Protein structure prediction
While genome wide sequencing projects produce torrents of sequence information about the genes, transcripts and proteins, experimental methods for protein tertiary and quaternary structure determination are considerably lagging the need and facing multiple technical difficulties. This gap necessitates the development of prediction methods that would facilitate the access to reliable macromolecular models and provide insights into structural features of proteins without solving those structures experimentally. The prediction can be simplified by projecting a 3D structure onto strings of structural assignments, and therefore it can be cast as a classification problem. For example, one can assign a secondary structure state for each residue, or a number for the solvent accessibility of that residue. Such strings of per-residue assignments are essentially one-dimensional (Figure 1). These 1D predictions are often the first step to gaining insight into the 3D structure and function of a protein.

**Information supplied:**
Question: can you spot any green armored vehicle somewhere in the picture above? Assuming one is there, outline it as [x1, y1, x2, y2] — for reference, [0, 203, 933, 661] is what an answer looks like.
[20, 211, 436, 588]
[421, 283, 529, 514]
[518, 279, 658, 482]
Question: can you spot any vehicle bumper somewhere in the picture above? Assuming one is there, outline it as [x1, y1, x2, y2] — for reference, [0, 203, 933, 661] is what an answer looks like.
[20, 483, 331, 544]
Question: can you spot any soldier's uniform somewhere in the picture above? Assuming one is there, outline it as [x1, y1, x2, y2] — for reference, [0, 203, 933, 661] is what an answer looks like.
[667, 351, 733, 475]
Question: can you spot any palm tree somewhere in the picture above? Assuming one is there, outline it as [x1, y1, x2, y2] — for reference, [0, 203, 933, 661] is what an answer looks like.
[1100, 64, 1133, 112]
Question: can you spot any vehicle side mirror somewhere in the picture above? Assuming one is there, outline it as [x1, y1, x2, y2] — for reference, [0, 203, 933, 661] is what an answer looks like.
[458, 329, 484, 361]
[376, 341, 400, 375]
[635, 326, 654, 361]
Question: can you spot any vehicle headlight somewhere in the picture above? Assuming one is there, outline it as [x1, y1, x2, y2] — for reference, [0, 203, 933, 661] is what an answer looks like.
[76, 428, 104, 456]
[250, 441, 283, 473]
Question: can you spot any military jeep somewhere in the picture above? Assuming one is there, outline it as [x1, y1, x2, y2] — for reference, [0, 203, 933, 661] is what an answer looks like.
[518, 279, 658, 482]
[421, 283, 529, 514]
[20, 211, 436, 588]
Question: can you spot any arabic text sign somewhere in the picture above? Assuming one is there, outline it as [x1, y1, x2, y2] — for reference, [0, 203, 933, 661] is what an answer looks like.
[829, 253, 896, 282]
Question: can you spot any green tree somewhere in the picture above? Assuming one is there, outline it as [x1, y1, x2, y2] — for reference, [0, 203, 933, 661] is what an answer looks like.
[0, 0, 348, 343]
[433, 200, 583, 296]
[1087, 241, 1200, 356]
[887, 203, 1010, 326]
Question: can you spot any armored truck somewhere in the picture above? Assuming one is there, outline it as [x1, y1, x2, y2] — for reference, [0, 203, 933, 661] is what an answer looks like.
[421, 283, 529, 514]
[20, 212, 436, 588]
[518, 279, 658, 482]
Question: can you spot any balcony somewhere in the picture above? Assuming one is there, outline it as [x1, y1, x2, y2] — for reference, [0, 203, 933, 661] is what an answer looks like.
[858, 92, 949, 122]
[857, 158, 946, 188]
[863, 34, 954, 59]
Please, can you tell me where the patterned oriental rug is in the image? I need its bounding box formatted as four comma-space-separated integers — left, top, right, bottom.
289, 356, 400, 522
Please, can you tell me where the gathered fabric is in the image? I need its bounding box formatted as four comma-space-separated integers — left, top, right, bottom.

**Assigned task 1:**
Please answer these questions from the protein structure prediction text above:
(a) Which methods are described as considerably lagging the need?
(b) What two per-residue assignments are given as examples?
(c) What are 1D predictions often the first step to?
**Assigned task 2:**
For each statement, decide whether it agrees with the protein structure prediction text, and support your answer with a quotation:
(a) Protein structure prediction can be treated as a classification problem.
(b) Strings of per-residue assignments are essentially three-dimensional.
(c) Experimental methods for structure determination face multiple technical difficulties.

**Task answer 1:**
(a) Experimental methods for protein tertiary and quaternary structure determination.
(b) A secondary structure state for each residue, or a number for the solvent accessibility of that residue.
(c) Gaining insight into the 3D structure and function of a protein.

**Task answer 2:**
(a) Yes: "therefore it can be cast as a classification problem"
(b) No: "Such strings of per-residue assignments are essentially one-dimensional"
(c) Yes: "facing multiple technical difficulties"